**Maak het volgende:**
a) Geef aan hoe groot het aandeel van Vlaanderen in de export volgens het verslag van de plenaire vergadering is.
b) Herhaal het stuk uit het verslag van de plenaire vergadering dat begint bij de woorden "Het Brusselse en" en eindigt na "Club van Parijs.".

**Tekst ter beoordeling:**
Verslag plenaire vergadering
Verslag
MOTIE VAN ORDE
Voorstel tot aanvulling van de agenda
De voorzitter : Vanmorgen heeft de heer Van Nieuwenhuysen bij motie van orde een voorstel gedaan tot aanvulling van de agenda met zijn motie betreffende een belangenconflict.
Het ligt niet in mijn bedoeling terug te komen op het debat over de wapenleveringen aan Nepal en op de rol van de Delcrederedienst daarin. In augustus heeft de vertegenwoordiger van de Vlaamse regering in de raad van bestuur van de Delcrederedienst zich bij de stemming onthouden. De impactvan de Vlaamse vertegenwoordiger op de besluitvorming van de Delcrederedienst is dus verwaarloosbaar.
Sommigen hebben daaruit de conclusie getrokken dat er moet worden aangedrongen op de uitvoering van het Lambermontakkoord, wat zou leiden tot een sterkere vertegenwoordiging van de gewesten in die raad van beheer. Ze werden op hun wenken bediend : de samenstelling van de raad van beheer werd gewijzigd. Vlaanderen zal echter niet zwaarder op de besluitvorming kunnen gaan wegen. Binnen de raad van bestuur is er een strikte taalkundige verdeling waarbij de helft van de mandaten wordt ingevuld door de federale regering. De rest wordt verdeeld over de drie gewesten, die er elk een vertegenwoordiger van het bedrijfsleven bijkrijgen.
Het Brusselse en het Waalse gewest beginnen de laatste tijd sterk samen te werken inzake de promotie van de export. Daardoor staat Vlaanderen alleen tegenover de twee andere gewesten. Alleen de leden van de federale regering kunnen verzet aantekenen tegen de besluiten van de raad van beheer van de Delcrederedienst. Wij menen dat dat niet kan. De Delcrederedienst is een belangrijk instrument ter bevordering van de buitenlandse handel en de export. Het aandeel van Vlaanderen in die export bedraagt trouwens 75 tot 80 procent. De Delcrederedienst neemt deel aan de vergaderingen van de OESO en van de Club van Parijs.
De federale minister verklaarde dat er rekening zou worden gehouden met de regionale verschillen in uitvoer naar verre markten. Aanvankelijk was het dus de bedoeling een gedifferentieerde vertegenwoordiging van de gewesten te realiseren. Dat zou trouwens conform zijn geweest met een de resoluties van het Vlaams Parlement tijdens de vorige legislatuur. Naar aanleiding van het wetsontwerp over de afschaffing van de BDBH hebben we aan de Vlaamse regering geadviseerd dat Vlaanderen meer vertegenwoordigers moest hebben dan de andere gewesten.

**Rijen:**
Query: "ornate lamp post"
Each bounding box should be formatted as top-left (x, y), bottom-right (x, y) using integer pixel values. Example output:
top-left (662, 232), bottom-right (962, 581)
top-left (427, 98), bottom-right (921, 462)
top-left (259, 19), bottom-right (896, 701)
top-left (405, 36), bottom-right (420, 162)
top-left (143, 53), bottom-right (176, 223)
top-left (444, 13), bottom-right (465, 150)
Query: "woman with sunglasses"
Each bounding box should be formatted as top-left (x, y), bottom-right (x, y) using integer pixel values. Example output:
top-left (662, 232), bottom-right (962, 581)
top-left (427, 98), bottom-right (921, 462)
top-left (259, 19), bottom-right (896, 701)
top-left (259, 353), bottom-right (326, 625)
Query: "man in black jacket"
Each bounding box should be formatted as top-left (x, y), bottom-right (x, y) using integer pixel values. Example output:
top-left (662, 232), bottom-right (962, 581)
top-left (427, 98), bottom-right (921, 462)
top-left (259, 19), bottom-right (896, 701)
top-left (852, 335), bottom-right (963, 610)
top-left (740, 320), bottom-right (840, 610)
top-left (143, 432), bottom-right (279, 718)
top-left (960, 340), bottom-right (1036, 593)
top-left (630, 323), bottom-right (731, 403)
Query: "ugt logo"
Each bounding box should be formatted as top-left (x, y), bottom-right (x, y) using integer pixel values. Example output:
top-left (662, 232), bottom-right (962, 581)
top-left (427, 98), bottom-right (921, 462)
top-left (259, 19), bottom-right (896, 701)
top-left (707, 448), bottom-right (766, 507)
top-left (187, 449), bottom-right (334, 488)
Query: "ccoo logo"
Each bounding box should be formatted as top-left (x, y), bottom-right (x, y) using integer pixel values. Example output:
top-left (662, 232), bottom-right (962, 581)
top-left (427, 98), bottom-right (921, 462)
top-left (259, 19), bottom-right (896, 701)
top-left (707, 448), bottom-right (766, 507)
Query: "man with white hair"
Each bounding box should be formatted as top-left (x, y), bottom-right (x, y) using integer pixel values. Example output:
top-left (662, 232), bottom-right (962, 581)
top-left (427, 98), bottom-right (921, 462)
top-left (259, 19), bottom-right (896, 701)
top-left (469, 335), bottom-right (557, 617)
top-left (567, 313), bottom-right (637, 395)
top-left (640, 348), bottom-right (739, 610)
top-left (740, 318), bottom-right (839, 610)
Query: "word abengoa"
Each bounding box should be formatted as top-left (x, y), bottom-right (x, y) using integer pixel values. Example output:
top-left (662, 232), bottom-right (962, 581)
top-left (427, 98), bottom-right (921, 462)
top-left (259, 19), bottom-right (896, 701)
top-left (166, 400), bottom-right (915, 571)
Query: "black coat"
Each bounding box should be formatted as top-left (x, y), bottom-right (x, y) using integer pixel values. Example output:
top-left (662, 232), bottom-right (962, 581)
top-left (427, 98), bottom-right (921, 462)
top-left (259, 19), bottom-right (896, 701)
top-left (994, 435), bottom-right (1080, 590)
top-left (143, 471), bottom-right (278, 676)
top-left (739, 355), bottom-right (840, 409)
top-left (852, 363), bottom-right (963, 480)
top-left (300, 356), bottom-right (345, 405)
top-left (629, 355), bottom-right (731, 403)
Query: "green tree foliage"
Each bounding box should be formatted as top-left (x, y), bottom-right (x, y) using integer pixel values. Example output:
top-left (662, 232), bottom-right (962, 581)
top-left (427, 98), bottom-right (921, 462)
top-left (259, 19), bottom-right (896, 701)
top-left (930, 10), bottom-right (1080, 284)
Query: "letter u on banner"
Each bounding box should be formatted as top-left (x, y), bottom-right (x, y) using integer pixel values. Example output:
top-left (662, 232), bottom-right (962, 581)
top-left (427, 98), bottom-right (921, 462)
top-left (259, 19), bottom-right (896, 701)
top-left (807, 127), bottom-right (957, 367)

**Oplossingen:**
a) 75 tot 80 procent.

b)
Het Brusselse en het Waalse gewest beginnen de laatste tijd sterk samen te werken inzake de promotie van de export. Daardoor staat Vlaanderen alleen tegenover de twee andere gewesten. Alleen de leden van de federale regering kunnen verzet aantekenen tegen de besluiten van de raad van beheer van de Delcrederedienst. Wij menen dat dat niet kan. De Delcrederedienst is een belangrijk instrument ter bevordering van de buitenlandse handel en de export. Het aandeel van Vlaanderen in die export bedraagt trouwens 75 tot 80 procent. De Delcrederedienst neemt deel aan de vergaderingen van de OESO en van de Club van Parijs.